Start of PROVIDED TEXT
Recall that this time, we are provided with moments measured (estimated) with error and that we have prior knowledge about the range of the error about the moment. We are now interested in determining a density, the moments that it determines and an estimate of the additive measurement error.

In each panel of Figure 2, we again display four plots: Along with the true (real) density and the histograms generated by sampling from it, the reconstructed maxentropic density (labeled SME) is determined by the original sample moments, and the maxentropic densities (labeled SMEE) are provided by the second procedure, for each error interval and each sample size. Visually, the SMEE densities are more close to the SME density this time.

This time, the optimal Lagrange multipliers $λ_{i}^{*}, i = 1, \dots, 8$ determine both the maximum entropy distributions, as well as the weights of the endpoint of the confidence intervals for the estimation of the noise. With the multipliers, one obtains the maximum entropy density, from which the true moments can be computed as ${\hat{μ}}_{k} = \int_{0}^{1} y^{α_{k}} f_{Y}^{*} (y) d y$ . The values obtained for each type of confidence interval and for each sample size are presented in Table 7.

Table 8 displays the estimated errors, as well as the corresponding weights of the endpoints of the error intervals. Keep in mind that the estimated error in the determination of each moment, as well as the estimated moment add up to the measured moment.

To measure the quality of the reconstructions, we again compute the L₁ and L₂ distances between densities, as well as the distance between distribution functions. These are displayed in Tables 9 and 10 below. Again, the distances between densities and histograms depend on the bin sizes. For a sample size of 1000, the results of the methods SME and SMEE seem to coincide better and are closer to the lognormal curve than the histogram (simulated data).

To finish, consider Table 11 in which we can show the details of the convergence of the SMEE versus the SME in the second case. The two leftmost columns compare the SMEE versus the SME for a sample of a size of 200, whereas the two rightmost columns compare the performance for a sample of a size of 1000: All things considered, it seems that the second method, that is the simultaneous determination of density and measurement errors, has a better performance.
End of PROVIDED TEXT
* _WORK REQUIRED_
Translate this sentence from the passage on maxentropic density reconstruction into Spanish: "To measure the quality of the reconstructions, we again compute the L₁ and L₂ distances between densities, as well as the distance between distribution functions."
Start of ENTRIES PROVIDED
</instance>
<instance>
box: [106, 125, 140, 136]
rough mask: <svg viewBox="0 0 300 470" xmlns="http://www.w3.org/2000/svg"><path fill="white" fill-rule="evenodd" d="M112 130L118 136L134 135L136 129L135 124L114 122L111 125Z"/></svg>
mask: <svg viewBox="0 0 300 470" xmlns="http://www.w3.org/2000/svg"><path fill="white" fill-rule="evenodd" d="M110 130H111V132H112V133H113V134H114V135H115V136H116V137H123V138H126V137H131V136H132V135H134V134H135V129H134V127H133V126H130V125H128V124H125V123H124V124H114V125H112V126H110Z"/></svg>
End of ENTRIES PROVIDED
* _TASK OUTPUT_
Para medir la calidad de las reconstrucciones, calculamos nuevamente las distancias L₁ y L₂ entre densidades, así como la distancia entre funciones de distribución.